# start of Supplied text

If "S" was assigned the 0 and 2 rows because 0 and 1 were too close together, 
then
why was "/" given rows 0 and 1? Does that punch a hole in this theory? GD&R

Bill

On Tue, 2 Jun 2020 14:30:52 -0700, Charles Mills wrote:

>"Laced" (every hold punched) cards were an amusing bulletin board item.
>
>And yes, I believe I heard at the time @Jesse's premise as to why 'S' did not 
>use row 1.
>
>Actually, the alpha codes are as follow:
>
>A - I, row 12 plus rows 1 - 9
>J - R, row 11 plus rows 1 - 9
>S - Z, row 0 plus rows 2 - 9
>
>So you see that if S used row 1 it would have had two adjacent rows punched, 0 
>and 1.
>
>(The rows, from top to bottom, are 12, 11, 0 - 9.)
>
>Non-alphanumeric punches were fairly rare, and column binary was extremely 
>rare.
>
>Object code decks of course contained non-alphanumeric punches. The X'02' that 
>begins each (traditional) object code record, preceding ESD, TXT, RLD or END? 
>I still think of it as "12-2-9.")
>
>Charles
>
>
>-----Original Message-----
>From: IBM Mainframe Discussion List [mailto:IBM-MAIN@LISTSERV.UA.EDU] On 
>Behalf Of Steve Smith
>Sent: Tuesday, June 2, 2020 2:07 PM
>To: IBM-MAIN@LISTSERV.UA.EDU
>Subject: Re: Punched cards and character set
>
>That's plausible, I think.  While there are plenty of adjacent punches in
>the full 256-characters, I'm sure most cards were mostly alphanumeric only,
>and it might pay to make them as strong as possible.  I remember seeing
>some cards that were punched in every position; those were very delicate,
>and definitely couldn't survive a pass through a card reader, regardless of
>the fact they had no validity at all.

# end of Supplied text
# start of Extracted information

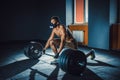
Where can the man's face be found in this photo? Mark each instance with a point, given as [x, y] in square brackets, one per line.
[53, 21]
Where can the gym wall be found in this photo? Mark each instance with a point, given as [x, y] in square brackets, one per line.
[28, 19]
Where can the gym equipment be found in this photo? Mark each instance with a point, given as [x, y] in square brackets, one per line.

# end of Extracted information
# start of Extracted information

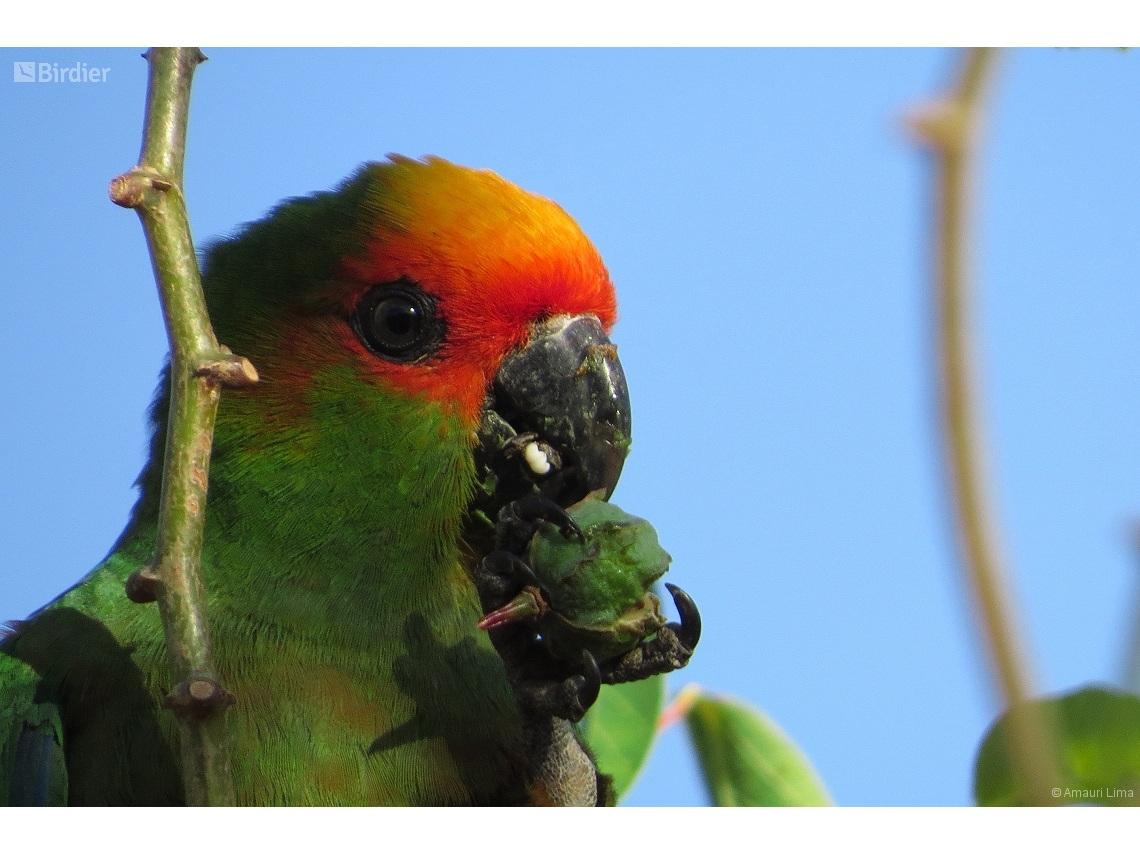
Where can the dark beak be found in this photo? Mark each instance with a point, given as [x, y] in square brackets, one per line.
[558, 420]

# end of Extracted information
# start of Extracted information

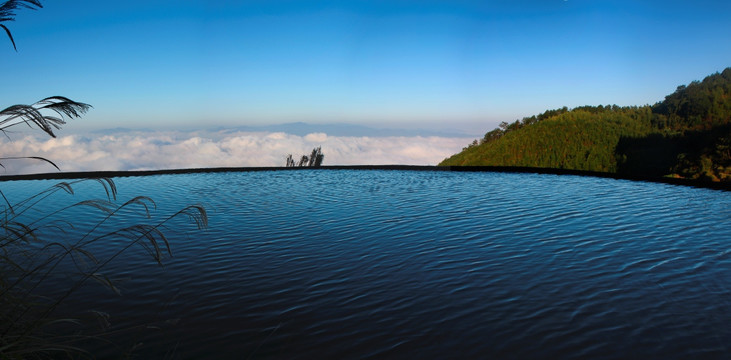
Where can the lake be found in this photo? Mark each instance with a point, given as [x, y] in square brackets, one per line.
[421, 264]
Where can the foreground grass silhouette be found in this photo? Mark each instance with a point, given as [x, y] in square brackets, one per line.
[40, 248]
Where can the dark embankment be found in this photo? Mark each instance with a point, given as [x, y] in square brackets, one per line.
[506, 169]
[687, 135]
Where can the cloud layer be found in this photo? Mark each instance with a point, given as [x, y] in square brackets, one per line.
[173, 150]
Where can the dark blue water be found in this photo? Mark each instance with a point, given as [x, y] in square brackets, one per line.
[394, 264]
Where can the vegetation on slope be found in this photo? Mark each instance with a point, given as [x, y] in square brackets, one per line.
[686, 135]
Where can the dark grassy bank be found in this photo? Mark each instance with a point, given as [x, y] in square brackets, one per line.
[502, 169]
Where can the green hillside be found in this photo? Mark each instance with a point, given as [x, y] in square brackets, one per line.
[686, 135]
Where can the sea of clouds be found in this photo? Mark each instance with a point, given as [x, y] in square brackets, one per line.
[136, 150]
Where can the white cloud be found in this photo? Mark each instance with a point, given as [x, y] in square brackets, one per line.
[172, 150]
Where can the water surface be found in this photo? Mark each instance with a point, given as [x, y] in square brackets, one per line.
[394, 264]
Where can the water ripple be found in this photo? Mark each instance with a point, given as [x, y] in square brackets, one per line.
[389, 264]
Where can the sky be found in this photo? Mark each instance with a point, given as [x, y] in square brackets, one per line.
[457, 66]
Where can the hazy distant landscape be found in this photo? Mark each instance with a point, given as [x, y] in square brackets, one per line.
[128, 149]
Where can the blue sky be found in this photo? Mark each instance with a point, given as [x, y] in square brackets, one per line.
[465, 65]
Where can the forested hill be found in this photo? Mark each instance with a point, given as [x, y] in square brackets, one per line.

# end of Extracted information

## Given task
Decide whether each statement below agrees with the punched-card email thread. Answer yes or no for each and quote the thread's deciding words.
1. The letters J through R are coded with row 11 plus rows 1 - 9.
2. Non-alphanumeric punches were common.
3. Cards punched in every position could survive a pass through a card reader.

## Exercise solution
1. Yes: "J - R, row 11 plus rows 1 - 9"
2. No: "Non-alphanumeric punches were fairly rare"
3. No: "definitely couldn't survive a pass through a card reader"